[START Source passage]

Meanwhile, the Government books are in the red, with deficits forecast out to 2025. Debt, at 36 per cent of GDP and climbing, is the highest it's been in decades – far higher than after the Global Financial Crisis.
So how should Thursday's Budget respond to these challenges?
This is not the time to be adding more unnecessary costs or embarking on big bureaucracy-building ventures.
Instead, it is a time for the Government to help unblock bottlenecks to productive growth, bring more discipline to its own spending and focus on restoring financial security to New Zealanders.
The first priority should be to respond to the cost of living crisis by delivering income tax relief to the squeezed middle.
While the Government has lifted benefits and entitlements, it has done so at the expense of the humble taxpayer, many of whom are now struggling.
Today there is a growing squeezed middle of New Zealanders who earn too much to qualify for government assistance but not enough to absorb rapidly rising costs.
The simplest and fairest way to deliver income relief in this Budget would be to inflation-adjust tax thresholds.
Inflation acts as a stealth tax by pushing taxpayers into higher tax brackets. Indeed, the Government hoovered up an additional $15 billion in income tax last year compared with 2017.
National has put forward a tax package that would inflation-adjust tax brackets and deliver the average income household $1600 extra in annual income. Not huge, but with the cost of living soaring, every dollar counts.
The second thing the Budget must do is rein in wasteful and ineffective government spending.
Households across the country are having to re-jig their budgets to account for rising costs, foregoing nice-to-haves and delaying plans to spend and borrow more.
The Government should show the same discipline.
Government spending has ballooned from $76 billion a year in 2017 to $128 billion this year, a 68 per cent increase.
The problem is that New Zealanders have not seen a 68 per cent improvement in services.
I'd like to see evidence in this Budget of Ministers having gone line by line through existing spending to ensure it stacks up.
Some good places to start? Pulling back on growth in the public service back office, including the massive communications machine that's sprung up across government agencies and putting a sinking lid on the ever-expanding empire of government consultants and working groups.

[END Source passage]
[START Entries provided]

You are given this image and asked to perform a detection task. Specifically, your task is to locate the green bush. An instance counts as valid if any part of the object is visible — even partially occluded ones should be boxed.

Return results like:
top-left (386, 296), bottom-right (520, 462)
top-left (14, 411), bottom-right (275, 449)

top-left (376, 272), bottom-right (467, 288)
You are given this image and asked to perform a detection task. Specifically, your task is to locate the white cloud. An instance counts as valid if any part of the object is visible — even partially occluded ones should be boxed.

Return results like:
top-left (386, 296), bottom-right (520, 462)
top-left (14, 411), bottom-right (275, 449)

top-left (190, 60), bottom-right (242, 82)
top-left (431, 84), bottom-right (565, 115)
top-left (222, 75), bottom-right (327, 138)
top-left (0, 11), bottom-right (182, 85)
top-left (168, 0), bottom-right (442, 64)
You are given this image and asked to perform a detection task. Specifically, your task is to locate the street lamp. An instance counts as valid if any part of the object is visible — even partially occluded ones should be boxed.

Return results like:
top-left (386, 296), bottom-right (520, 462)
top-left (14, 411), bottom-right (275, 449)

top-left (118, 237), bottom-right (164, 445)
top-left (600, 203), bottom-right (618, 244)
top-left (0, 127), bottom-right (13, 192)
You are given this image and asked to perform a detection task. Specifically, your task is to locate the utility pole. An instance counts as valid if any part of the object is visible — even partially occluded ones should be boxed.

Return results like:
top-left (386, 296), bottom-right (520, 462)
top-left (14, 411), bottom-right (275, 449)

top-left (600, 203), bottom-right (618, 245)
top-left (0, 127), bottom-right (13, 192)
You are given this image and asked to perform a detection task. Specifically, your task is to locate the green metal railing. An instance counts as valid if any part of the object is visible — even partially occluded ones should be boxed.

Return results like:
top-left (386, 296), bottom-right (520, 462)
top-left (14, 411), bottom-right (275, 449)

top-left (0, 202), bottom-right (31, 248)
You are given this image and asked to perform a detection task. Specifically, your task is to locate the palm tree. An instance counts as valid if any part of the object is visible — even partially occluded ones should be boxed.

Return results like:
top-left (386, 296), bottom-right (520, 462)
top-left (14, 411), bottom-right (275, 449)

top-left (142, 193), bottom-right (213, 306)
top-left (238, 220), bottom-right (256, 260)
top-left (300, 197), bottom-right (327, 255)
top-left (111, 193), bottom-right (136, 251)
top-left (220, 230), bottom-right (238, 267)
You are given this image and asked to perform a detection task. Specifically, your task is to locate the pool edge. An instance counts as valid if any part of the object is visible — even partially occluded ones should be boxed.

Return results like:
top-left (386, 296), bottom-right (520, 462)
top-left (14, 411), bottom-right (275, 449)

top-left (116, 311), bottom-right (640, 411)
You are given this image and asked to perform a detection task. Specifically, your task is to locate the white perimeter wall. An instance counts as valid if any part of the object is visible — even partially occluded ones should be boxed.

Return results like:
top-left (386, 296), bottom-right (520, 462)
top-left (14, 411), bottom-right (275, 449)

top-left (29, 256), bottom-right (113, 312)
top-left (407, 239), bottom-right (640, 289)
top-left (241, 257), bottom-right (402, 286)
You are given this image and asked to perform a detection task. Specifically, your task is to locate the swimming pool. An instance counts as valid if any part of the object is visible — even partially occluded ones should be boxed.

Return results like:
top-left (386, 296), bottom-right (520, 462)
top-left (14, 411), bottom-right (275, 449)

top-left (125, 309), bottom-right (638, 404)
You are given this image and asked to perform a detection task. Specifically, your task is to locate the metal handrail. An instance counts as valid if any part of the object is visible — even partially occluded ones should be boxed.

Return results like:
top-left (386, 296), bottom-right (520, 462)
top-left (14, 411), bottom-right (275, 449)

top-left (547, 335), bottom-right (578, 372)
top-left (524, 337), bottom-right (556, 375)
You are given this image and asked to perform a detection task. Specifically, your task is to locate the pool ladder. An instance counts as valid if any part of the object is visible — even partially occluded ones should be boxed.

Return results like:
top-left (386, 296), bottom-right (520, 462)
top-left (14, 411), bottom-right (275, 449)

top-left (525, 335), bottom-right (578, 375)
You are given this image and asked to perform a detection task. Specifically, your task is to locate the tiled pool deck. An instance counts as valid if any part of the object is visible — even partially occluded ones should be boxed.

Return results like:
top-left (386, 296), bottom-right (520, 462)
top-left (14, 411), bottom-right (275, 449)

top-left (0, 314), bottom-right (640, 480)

[END Entries provided]

▶ Set problem 1
Answer the following questions using the Budget commentary:
(a) What percentage of GDP does debt currently represent?
(b) How much additional income tax did the Government collect last year compared with 2017?
(c) What is the figure given for government spending this year?
▶ Set problem 2
Indicate whether each statement agrees with the Budget commentary, giving yes or no along with the deciding words of the text:
(a) Deficits are forecast to continue out to 2025.
(b) National's tax package would give the average income household an extra $1600 each month.
(c) Government spending has increased by 50 per cent since 2017.
▶ Set problem 3
Return the stretch of the Budget commentary from "The second thing" through "per cent increase.", copied exactly.

▶ Full response 1
(a) 36 per cent of GDP.
(b) An additional $15 billion.
(c) $128 billion.

▶ Full response 2
(a) Yes: "with deficits forecast out to 2025"
(b) No: "deliver the average income household $1600 extra in annual income"
(c) No: "a 68 per cent increase"

▶ Full response 3
The second thing the Budget must do is rein in wasteful and ineffective government spending.
Households across the country are having to re-jig their budgets to account for rising costs, foregoing nice-to-haves and delaying plans to spend and borrow more.
The Government should show the same discipline.
Government spending has ballooned from $76 billion a year in 2017 to $128 billion this year, a 68 per cent increase.